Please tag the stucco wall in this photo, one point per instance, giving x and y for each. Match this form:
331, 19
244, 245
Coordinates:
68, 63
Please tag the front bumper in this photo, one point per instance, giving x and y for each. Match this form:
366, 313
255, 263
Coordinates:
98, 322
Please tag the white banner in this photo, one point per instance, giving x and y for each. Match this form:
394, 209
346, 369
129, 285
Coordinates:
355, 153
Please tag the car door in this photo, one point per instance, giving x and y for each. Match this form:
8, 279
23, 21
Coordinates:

============

## STATED EXERCISE
Rewrite all of the items above, changing every instance of "Coordinates" to "Points" and leaving everything else as it is.

## WRITTEN RESPONSE
Please tag the stucco wall in this photo, one point per instance, giving x and y for each. Match this form:
331, 19
244, 245
Points:
68, 63
Please tag the front bumper in this photo, one point per instance, giving x and y for each. Match this form:
366, 313
255, 263
Points:
98, 322
Please tag the white banner in this photo, one point per instance, giving x and y for each. Match this form:
394, 209
346, 369
129, 285
Points:
355, 153
Please tag the car door in this photo, one point per instance, giving x and y for each. Match this form:
8, 279
23, 21
Points:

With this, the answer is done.